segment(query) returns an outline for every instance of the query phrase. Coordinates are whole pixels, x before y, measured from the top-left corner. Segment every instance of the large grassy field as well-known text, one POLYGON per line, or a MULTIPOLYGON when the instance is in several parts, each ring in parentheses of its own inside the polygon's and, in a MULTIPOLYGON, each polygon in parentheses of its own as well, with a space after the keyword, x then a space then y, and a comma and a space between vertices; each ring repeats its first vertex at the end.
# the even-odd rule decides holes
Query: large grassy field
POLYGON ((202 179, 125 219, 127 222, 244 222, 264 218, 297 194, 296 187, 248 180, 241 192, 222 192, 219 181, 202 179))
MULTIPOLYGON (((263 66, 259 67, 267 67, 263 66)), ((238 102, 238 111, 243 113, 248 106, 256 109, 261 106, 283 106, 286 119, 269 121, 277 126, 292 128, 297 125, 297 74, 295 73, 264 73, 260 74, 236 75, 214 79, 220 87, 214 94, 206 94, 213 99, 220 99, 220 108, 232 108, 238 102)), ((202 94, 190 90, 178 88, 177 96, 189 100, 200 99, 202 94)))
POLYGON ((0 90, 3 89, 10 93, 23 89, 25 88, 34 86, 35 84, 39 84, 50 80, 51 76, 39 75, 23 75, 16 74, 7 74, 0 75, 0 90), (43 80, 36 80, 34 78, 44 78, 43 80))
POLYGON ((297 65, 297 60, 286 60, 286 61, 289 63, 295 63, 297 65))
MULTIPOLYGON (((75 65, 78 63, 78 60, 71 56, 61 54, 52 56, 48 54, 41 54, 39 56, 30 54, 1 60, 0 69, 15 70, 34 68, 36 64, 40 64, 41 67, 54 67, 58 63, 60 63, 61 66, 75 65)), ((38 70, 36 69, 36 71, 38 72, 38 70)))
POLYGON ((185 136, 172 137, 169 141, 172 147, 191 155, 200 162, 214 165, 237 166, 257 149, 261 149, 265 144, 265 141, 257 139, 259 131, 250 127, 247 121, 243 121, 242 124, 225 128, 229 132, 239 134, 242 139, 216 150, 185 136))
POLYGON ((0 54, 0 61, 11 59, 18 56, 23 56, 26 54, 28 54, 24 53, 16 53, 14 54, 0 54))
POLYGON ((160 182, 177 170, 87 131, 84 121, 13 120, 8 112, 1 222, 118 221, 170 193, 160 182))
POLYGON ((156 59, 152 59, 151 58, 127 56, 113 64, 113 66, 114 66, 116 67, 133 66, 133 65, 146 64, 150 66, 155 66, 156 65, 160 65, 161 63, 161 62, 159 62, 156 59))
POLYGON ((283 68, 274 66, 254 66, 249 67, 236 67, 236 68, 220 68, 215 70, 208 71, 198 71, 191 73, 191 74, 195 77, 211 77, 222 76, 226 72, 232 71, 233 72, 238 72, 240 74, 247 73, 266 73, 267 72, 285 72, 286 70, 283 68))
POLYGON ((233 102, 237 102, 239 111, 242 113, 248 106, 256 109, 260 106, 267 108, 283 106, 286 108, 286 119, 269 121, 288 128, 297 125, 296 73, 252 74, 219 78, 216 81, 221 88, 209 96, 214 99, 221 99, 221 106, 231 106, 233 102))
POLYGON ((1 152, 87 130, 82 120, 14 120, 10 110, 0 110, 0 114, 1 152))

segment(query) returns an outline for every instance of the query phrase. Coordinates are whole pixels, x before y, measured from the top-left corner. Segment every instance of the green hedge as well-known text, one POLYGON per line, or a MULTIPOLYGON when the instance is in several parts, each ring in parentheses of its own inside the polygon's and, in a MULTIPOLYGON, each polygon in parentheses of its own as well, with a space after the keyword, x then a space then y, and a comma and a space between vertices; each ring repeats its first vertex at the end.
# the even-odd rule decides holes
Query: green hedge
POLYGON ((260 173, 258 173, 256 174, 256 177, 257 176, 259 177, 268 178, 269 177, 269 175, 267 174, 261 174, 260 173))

* **Goal**:
Present every line of the data above as a Markdown table with a No. column for the row number and a Text column for the line, leaving out blank lines.

* **Response to this task**:
| No. | Text |
|---|---|
| 1 | segment(query) returns an outline for every instance of the query phrase. Coordinates are whole pixels, x before y, measured from the top-left corner. Segment every instance of the large grassy field as well-known text, one POLYGON per line, or a MULTIPOLYGON when the instance is in several parts, each ring in parentheses of its own inside the polygon's and, in a MULTIPOLYGON, each polygon in parentheses of its own as well, with a space after the keyword, x then a space then y, and a comma and a space between vertices; each ring repeats its first vertex at the end. |
| 2 | # the even-odd rule decides holes |
| 3 | Query: large grassy field |
| 4 | POLYGON ((202 179, 125 219, 127 222, 244 222, 264 218, 297 194, 296 187, 248 180, 241 192, 222 192, 219 181, 202 179)) |
| 5 | MULTIPOLYGON (((263 66, 259 67, 267 67, 263 66)), ((238 102, 238 111, 243 113, 248 106, 256 109, 261 106, 283 106, 286 119, 269 121, 277 126, 292 128, 297 125, 297 74, 295 73, 264 73, 260 74, 236 75, 214 79, 220 87, 214 94, 206 94, 213 99, 220 99, 220 108, 232 108, 238 102)), ((202 94, 190 90, 178 88, 177 96, 189 100, 200 99, 202 94))) |
| 6 | POLYGON ((0 90, 3 89, 10 93, 23 89, 25 88, 34 86, 35 84, 39 84, 50 80, 51 76, 39 75, 23 75, 16 74, 7 74, 0 75, 0 90), (43 80, 36 80, 34 78, 44 78, 43 80)) |
| 7 | POLYGON ((297 65, 297 60, 286 60, 286 61, 289 63, 295 63, 297 65)) |
| 8 | MULTIPOLYGON (((75 65, 78 63, 78 60, 71 56, 61 54, 52 56, 48 54, 41 54, 39 56, 30 54, 1 60, 0 69, 15 70, 34 68, 36 64, 40 64, 41 67, 54 67, 58 63, 60 63, 61 66, 75 65)), ((38 70, 36 69, 36 71, 38 72, 38 70))) |
| 9 | POLYGON ((185 136, 172 137, 169 141, 172 147, 191 155, 200 162, 214 165, 237 166, 257 149, 261 149, 265 144, 265 141, 257 139, 259 131, 250 127, 247 121, 243 121, 242 124, 225 128, 229 132, 239 134, 242 139, 216 150, 185 136)) |
| 10 | POLYGON ((0 54, 0 61, 11 59, 18 56, 23 56, 26 54, 28 54, 24 53, 16 53, 14 54, 0 54)) |
| 11 | POLYGON ((160 182, 177 170, 87 131, 84 121, 13 120, 8 112, 1 222, 118 221, 170 193, 160 182)) |
| 12 | POLYGON ((156 59, 152 59, 151 58, 127 56, 113 64, 113 66, 114 66, 116 67, 133 66, 133 65, 146 64, 150 66, 155 66, 156 65, 160 65, 161 63, 161 62, 159 62, 156 59)) |
| 13 | POLYGON ((283 68, 274 66, 254 66, 249 67, 236 67, 236 68, 220 68, 215 70, 208 71, 198 71, 191 73, 191 74, 195 77, 211 77, 222 76, 226 72, 232 71, 233 72, 238 72, 240 74, 247 73, 266 73, 267 72, 285 72, 286 70, 283 68)) |
| 14 | POLYGON ((233 102, 237 102, 239 111, 242 113, 248 106, 256 109, 260 106, 267 108, 283 106, 286 108, 286 119, 269 121, 288 128, 297 125, 296 73, 252 74, 219 78, 216 81, 221 88, 209 96, 214 99, 221 99, 221 106, 231 106, 233 102)) |
| 15 | POLYGON ((1 152, 87 130, 82 120, 14 120, 10 110, 0 110, 0 114, 1 152)) |
| 16 | segment(query) returns an outline for every instance of the query phrase. Coordinates are whole pixels, x before y, measured from the top-left corner. Segment every instance of the green hedge as well-known text, one POLYGON per line, or a MULTIPOLYGON when the instance is in several parts, each ring in parentheses of its own inside the polygon's and, in a MULTIPOLYGON, each polygon in parentheses of its own as well, with a space after the keyword, x then a space then y, and a comma and a space between vertices; each ring repeats its first vertex at the end. |
| 17 | # the even-odd rule decides holes |
| 18 | Query: green hedge |
| 19 | POLYGON ((260 173, 258 173, 256 174, 256 177, 257 176, 259 177, 268 178, 269 177, 269 175, 267 174, 261 174, 260 173)) |